> **What is required**
Reproduce the listing word for word. Skip any image.

--- Data for review ---

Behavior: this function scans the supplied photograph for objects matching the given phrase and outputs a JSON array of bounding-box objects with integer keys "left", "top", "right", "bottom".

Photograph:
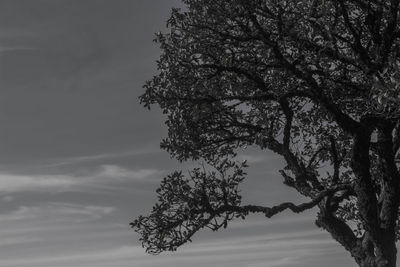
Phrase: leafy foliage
[
  {"left": 370, "top": 59, "right": 400, "bottom": 117},
  {"left": 131, "top": 160, "right": 246, "bottom": 254},
  {"left": 134, "top": 1, "right": 400, "bottom": 266}
]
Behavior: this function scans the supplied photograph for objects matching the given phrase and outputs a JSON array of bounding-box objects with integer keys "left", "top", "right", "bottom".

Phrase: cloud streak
[
  {"left": 41, "top": 147, "right": 158, "bottom": 167},
  {"left": 0, "top": 229, "right": 341, "bottom": 267},
  {"left": 0, "top": 46, "right": 35, "bottom": 53},
  {"left": 0, "top": 173, "right": 79, "bottom": 193},
  {"left": 0, "top": 164, "right": 160, "bottom": 194}
]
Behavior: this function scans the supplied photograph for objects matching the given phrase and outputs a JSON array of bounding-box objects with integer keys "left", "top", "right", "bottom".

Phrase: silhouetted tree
[{"left": 131, "top": 1, "right": 400, "bottom": 266}]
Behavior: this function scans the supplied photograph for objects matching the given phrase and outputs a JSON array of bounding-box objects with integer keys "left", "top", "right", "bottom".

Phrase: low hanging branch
[{"left": 131, "top": 160, "right": 353, "bottom": 254}]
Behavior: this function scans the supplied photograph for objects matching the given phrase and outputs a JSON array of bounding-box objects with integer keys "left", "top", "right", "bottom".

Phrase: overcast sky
[{"left": 0, "top": 1, "right": 362, "bottom": 266}]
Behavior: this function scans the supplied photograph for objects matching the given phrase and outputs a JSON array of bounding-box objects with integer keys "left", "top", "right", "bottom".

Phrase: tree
[{"left": 131, "top": 1, "right": 400, "bottom": 266}]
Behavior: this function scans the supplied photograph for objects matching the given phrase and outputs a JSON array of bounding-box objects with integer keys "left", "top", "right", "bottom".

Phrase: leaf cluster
[{"left": 131, "top": 160, "right": 247, "bottom": 254}]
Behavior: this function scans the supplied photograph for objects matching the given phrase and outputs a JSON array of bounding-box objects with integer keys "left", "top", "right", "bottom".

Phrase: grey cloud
[{"left": 0, "top": 164, "right": 160, "bottom": 194}]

---

> **Task answer**
Behavior: this function scans the supplied photograph for objects matching the given phrase and outputs a JSON array of bounding-box objects with integer keys "left", "top", "right", "bottom".

Photograph:
Phrase: leafy foliage
[
  {"left": 370, "top": 59, "right": 400, "bottom": 117},
  {"left": 131, "top": 160, "right": 246, "bottom": 254},
  {"left": 134, "top": 1, "right": 400, "bottom": 266}
]
Behavior: this function scans the supplied photograph for objects matching the given phrase and outputs a JSON array of bounding-box objects with integer keys "left", "top", "right", "bottom".

Phrase: cloud streak
[
  {"left": 41, "top": 147, "right": 158, "bottom": 167},
  {"left": 0, "top": 229, "right": 341, "bottom": 267},
  {"left": 0, "top": 46, "right": 35, "bottom": 53},
  {"left": 0, "top": 173, "right": 79, "bottom": 193},
  {"left": 0, "top": 164, "right": 160, "bottom": 194}
]
Behavior: this function scans the supplied photograph for objects matching the given phrase and outputs a JSON array of bounding-box objects with integer keys "left", "top", "right", "bottom".

Phrase: silhouetted tree
[{"left": 131, "top": 1, "right": 400, "bottom": 266}]
Behavior: this function scans the supplied photograph for objects matching the given phrase and outputs a JSON array of bounding-box objects with integer keys "left", "top", "right", "bottom".

Phrase: low hanging branch
[{"left": 131, "top": 160, "right": 353, "bottom": 254}]
Behavior: this function scans the supplied photograph for objects matching the given phrase and outputs a JSON array of bounding-box objects with integer keys "left", "top", "right", "bottom".

Phrase: overcast sky
[{"left": 0, "top": 1, "right": 362, "bottom": 266}]
Behavior: this function scans the supplied photograph for objects matching the given phrase and outputs a JSON array of bounding-box objects with integer keys "left", "top", "right", "bottom".

Phrase: tree
[{"left": 131, "top": 1, "right": 400, "bottom": 266}]
Behavior: this function scans the supplied photograph for objects matching the given phrase and outputs a JSON array of bounding-box objects with integer keys "left", "top", "right", "bottom".

Phrase: leaf cluster
[{"left": 131, "top": 160, "right": 247, "bottom": 254}]
Behavior: this function scans the supplied photograph for objects matching the given phrase and outputs a JSON array of bounding-box objects with integer keys "left", "top", "right", "bottom".

Phrase: grey cloud
[{"left": 0, "top": 164, "right": 160, "bottom": 194}]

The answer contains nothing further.